— Begin Records supplied —
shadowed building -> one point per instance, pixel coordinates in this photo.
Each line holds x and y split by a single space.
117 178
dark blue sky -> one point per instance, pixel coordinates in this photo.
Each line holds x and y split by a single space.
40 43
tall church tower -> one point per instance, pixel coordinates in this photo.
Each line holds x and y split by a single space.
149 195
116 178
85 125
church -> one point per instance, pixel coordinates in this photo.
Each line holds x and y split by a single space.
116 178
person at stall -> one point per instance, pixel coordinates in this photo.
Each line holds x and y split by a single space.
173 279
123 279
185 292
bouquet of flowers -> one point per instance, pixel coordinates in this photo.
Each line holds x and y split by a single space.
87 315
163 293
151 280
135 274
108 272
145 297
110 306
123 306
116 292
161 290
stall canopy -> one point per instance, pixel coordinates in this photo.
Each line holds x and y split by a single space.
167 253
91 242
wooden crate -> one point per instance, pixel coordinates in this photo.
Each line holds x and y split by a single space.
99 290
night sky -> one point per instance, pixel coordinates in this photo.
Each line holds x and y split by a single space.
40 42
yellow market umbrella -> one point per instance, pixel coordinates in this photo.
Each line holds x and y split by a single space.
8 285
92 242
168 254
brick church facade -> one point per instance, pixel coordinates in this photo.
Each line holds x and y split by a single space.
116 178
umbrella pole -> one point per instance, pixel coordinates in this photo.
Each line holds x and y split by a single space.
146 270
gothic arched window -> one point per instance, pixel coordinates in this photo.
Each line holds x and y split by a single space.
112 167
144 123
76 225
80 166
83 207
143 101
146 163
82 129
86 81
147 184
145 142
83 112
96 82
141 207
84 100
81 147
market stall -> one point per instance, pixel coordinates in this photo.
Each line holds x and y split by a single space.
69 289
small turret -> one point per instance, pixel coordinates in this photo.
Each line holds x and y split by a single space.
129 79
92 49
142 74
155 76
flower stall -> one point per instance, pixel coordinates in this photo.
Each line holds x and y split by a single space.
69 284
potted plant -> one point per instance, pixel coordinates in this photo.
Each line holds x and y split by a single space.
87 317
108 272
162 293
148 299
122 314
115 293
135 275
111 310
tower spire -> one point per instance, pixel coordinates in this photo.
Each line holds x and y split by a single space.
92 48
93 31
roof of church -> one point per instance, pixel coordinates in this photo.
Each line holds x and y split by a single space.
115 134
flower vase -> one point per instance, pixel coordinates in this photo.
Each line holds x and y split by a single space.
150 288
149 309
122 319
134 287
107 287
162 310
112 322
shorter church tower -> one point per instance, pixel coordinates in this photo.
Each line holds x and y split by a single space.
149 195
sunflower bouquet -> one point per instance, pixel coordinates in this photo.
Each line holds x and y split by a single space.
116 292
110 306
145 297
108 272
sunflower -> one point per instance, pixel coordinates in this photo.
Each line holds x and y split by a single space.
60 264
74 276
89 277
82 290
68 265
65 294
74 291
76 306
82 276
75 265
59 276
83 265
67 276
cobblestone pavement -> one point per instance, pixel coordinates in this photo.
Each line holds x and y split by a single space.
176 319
— End Records supplied —
— Begin Records supplied —
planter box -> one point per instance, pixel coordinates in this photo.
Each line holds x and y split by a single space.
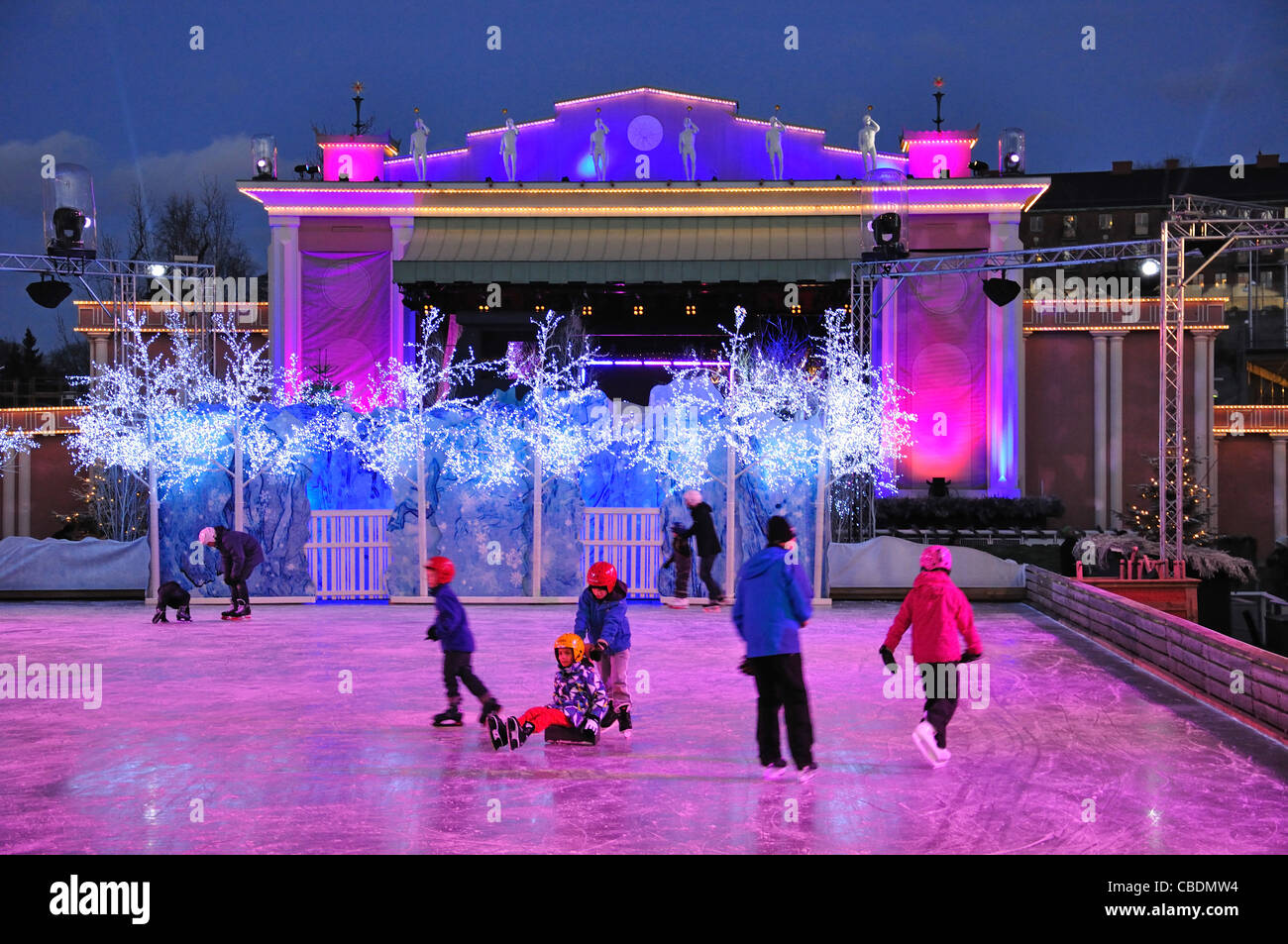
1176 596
— End Records supplied —
■ **Exercise instructions**: State how many lines in the rows above contain the string "bouquet" with matching case, and reply with that number alone.

■ **Written response**: 2